----- Фрагмент текста -----

Глава 4. СТО ВТОРОЙ КИЛОМЕТР

Станция Надежда, где состав остановился и ушел отцепленный паровоз, отгорожена с юга невысоким горным хребтом. С севера — просторные, пологие сопки. Здесь, на этих сопках, было решено строить аэропорт для растущего заполярного города Норильска. Нам предстояло строить взлетно-посадочное поле. Отсюда до Норильска оставалось пятнадцать километров.

На пологом склоне сопки виднелись какие-то хибарки и длинные низкие строения. Вокруг— колючая проволока и вышки для часовых.

Нас ввели в ворота, построили, и по спискам впустили в длинные, до двадцати метров, палатки на каркасах, обтянутых темно-зеленым брезентом. Внутри был натянут второй полог из черного брезента. Стены и крыши палаток хлопали на ветру. Слабый свет, проникающий в торцевое окошко, терялся в глубине. Вдоль боковых стен тянулись сплошные двухъярусные нары, в проходе были сооружены две печки из железных бочек. Пола не было, из земли между нарами топорщилась зеленая трава. Она не успела еще увянуть в темноте — палатки были поставлены совсем недавно.

Выше на пригорке темнели бревенчатые избушки пекарни и кухни, барак из свежих досок — санчасть. Бани не было. На второй день конвой водил новоприбывших партиями к ручью, который отделял лагерь от железной дороги. Чистая горная вода журчала по камням ложбины. Стирали прямо в холодной воде. Вместо мытья я просто протерла тело мокрой тряпкой. Белье пыталась тереть глиной, но без мыла грязь не отстирывалась.

Позже построили баню. Воду возили бочками из ручья. Зимой, когда ручей промерзал до дна, возили снег— на кухню, в пекарню, в баню. Воды всегда не хватало. В бане выдавали дважды по полведра в деревянную шайку, и надо было этой водой вымыться и постирать. В бараке никакой воды не было. Чтобы умыться после тяжелой работы и напиться, растапливали снег в банке (котелков не было, нам выдали литровые жестяные банки из-под американской тушенки).

-----

#### Задание:
Перепишите без изменений часть главы о станции Надежда, начиная со слов «Выше на пригорке» и вплоть до слов «из-под американской тушенки).».

----- Исходные данные -----

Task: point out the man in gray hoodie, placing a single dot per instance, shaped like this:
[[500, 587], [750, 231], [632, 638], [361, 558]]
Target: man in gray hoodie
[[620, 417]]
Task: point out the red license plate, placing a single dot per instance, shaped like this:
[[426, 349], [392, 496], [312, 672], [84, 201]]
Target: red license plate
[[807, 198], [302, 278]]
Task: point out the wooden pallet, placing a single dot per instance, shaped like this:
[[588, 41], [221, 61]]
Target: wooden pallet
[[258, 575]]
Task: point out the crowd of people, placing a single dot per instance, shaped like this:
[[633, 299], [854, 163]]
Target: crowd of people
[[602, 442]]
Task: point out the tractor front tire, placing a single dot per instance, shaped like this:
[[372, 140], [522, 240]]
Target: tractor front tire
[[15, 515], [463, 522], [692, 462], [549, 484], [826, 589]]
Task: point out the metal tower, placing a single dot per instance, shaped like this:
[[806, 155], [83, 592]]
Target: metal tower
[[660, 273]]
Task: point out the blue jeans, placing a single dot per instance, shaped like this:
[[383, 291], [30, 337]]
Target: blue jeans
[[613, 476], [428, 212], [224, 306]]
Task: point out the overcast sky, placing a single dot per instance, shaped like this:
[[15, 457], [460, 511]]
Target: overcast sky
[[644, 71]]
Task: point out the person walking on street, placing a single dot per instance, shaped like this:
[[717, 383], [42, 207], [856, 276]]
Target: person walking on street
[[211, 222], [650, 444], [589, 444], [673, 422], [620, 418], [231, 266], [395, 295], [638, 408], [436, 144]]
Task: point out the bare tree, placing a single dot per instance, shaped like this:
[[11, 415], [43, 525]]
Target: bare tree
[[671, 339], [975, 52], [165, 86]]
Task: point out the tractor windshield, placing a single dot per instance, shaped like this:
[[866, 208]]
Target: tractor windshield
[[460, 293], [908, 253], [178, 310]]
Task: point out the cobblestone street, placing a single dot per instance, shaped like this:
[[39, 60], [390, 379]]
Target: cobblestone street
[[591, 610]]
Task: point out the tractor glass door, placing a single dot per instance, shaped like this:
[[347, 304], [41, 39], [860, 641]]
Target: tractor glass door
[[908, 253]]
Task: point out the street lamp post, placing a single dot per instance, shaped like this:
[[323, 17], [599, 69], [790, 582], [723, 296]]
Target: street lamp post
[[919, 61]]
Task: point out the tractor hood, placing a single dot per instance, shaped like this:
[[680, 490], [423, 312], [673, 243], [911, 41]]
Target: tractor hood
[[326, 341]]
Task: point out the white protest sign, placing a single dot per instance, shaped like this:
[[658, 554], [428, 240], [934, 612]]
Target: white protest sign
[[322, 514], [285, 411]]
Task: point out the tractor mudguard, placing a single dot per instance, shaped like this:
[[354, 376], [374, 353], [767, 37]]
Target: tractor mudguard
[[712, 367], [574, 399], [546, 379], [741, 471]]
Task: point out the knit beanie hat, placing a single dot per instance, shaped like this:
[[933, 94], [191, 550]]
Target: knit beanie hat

-----

#### Результат:
Выше на пригорке темнели бревенчатые избушки пекарни и кухни, барак из свежих досок — санчасть. Бани не было. На второй день конвой водил новоприбывших партиями к ручью, который отделял лагерь от железной дороги. Чистая горная вода журчала по камням ложбины. Стирали прямо в холодной воде. Вместо мытья я просто протерла тело мокрой тряпкой. Белье пыталась тереть глиной, но без мыла грязь не отстирывалась.

Позже построили баню. Воду возили бочками из ручья. Зимой, когда ручей промерзал до дна, возили снег— на кухню, в пекарню, в баню. Воды всегда не хватало. В бане выдавали дважды по полведра в деревянную шайку, и надо было этой водой вымыться и постирать. В бараке никакой воды не было. Чтобы умыться после тяжелой работы и напиться, растапливали снег в банке (котелков не было, нам выдали литровые жестяные банки из-под американской тушенки).